*** TASK INPUTS ***
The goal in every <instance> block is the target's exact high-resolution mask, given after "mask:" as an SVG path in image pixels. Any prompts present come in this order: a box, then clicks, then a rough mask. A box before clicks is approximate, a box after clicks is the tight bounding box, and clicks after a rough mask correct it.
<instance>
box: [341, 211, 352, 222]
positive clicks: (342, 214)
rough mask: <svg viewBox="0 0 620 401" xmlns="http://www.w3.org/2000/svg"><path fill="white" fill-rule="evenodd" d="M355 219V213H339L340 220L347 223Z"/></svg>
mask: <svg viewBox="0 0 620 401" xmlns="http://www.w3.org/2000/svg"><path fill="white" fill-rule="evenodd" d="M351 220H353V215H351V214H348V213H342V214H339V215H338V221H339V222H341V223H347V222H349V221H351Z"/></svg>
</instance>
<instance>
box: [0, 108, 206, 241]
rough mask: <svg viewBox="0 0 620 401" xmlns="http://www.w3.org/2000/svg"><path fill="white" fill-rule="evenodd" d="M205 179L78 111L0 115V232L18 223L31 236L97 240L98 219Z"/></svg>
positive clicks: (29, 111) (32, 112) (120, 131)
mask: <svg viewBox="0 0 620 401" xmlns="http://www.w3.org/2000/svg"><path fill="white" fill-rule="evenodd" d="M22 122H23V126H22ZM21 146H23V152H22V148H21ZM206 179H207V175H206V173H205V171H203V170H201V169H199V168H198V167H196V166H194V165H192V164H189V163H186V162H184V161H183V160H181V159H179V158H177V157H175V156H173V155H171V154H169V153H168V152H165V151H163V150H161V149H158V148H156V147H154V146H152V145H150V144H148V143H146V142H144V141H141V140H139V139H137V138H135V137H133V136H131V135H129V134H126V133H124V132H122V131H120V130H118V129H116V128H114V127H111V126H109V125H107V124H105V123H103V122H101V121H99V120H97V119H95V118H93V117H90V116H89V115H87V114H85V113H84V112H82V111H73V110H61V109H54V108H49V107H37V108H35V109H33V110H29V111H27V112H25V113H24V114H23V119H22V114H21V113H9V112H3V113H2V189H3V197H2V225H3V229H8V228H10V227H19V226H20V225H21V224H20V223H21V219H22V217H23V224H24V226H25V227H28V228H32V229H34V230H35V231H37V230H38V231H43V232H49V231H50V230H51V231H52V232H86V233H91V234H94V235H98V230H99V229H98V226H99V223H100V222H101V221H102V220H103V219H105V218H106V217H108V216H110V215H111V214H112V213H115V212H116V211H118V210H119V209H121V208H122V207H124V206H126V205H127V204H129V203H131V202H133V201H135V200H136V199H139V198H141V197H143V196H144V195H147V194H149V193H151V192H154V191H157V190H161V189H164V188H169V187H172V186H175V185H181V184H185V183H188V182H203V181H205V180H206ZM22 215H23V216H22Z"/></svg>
*** End of TASK INPUTS ***
WHAT YOU HAVE TO DO
Reproduce every line of the items above verbatim, without any alteration.

REPLY
The goal in every <instance> block is the target's exact high-resolution mask, given after "mask:" as an SVG path in image pixels. Any prompts present come in this order: a box, then clicks, then a rough mask. A box before clicks is approximate, a box after clicks is the tight bounding box, and clicks after a rough mask correct it.
<instance>
box: [341, 211, 352, 222]
positive clicks: (342, 214)
rough mask: <svg viewBox="0 0 620 401" xmlns="http://www.w3.org/2000/svg"><path fill="white" fill-rule="evenodd" d="M355 219V213H339L340 220L347 223Z"/></svg>
mask: <svg viewBox="0 0 620 401" xmlns="http://www.w3.org/2000/svg"><path fill="white" fill-rule="evenodd" d="M351 220H353V215H351V214H348V213H342V214H339V215H338V221H339V222H341V223H347V222H349V221H351Z"/></svg>
</instance>
<instance>
box: [0, 108, 206, 241]
rough mask: <svg viewBox="0 0 620 401" xmlns="http://www.w3.org/2000/svg"><path fill="white" fill-rule="evenodd" d="M205 179L78 111L0 115V232L18 223L31 236L97 240L98 219Z"/></svg>
positive clicks: (29, 111) (32, 112) (120, 131)
mask: <svg viewBox="0 0 620 401" xmlns="http://www.w3.org/2000/svg"><path fill="white" fill-rule="evenodd" d="M22 122H23V126H22ZM21 146H23V152H22V148H21ZM206 179H207V175H206V173H205V171H203V170H201V169H199V168H198V167H196V166H194V165H192V164H189V163H186V162H184V161H183V160H181V159H179V158H177V157H175V156H173V155H171V154H169V153H168V152H165V151H163V150H161V149H158V148H156V147H154V146H152V145H150V144H148V143H146V142H144V141H141V140H139V139H137V138H135V137H133V136H131V135H129V134H126V133H124V132H122V131H120V130H118V129H116V128H114V127H111V126H109V125H107V124H105V123H103V122H101V121H99V120H97V119H95V118H93V117H90V116H89V115H87V114H85V113H84V112H82V111H73V110H61V109H54V108H49V107H37V108H35V109H33V110H29V111H27V112H25V113H24V114H23V119H22V114H21V113H9V112H3V113H2V189H3V197H2V225H3V229H8V228H10V227H19V226H20V225H21V224H20V223H21V219H22V217H23V224H24V226H25V227H28V228H32V229H34V230H35V231H37V230H38V231H43V232H49V231H50V230H51V231H52V232H86V233H91V234H94V235H98V230H99V229H98V226H99V223H100V222H101V221H102V220H103V219H105V218H106V217H108V216H110V215H111V214H112V213H115V212H116V211H118V210H119V209H121V208H122V207H124V206H126V205H127V204H129V203H131V202H133V201H135V200H136V199H139V198H141V197H143V196H144V195H147V194H149V193H151V192H154V191H157V190H161V189H164V188H169V187H172V186H175V185H181V184H185V183H188V182H203V181H205V180H206ZM22 215H23V216H22Z"/></svg>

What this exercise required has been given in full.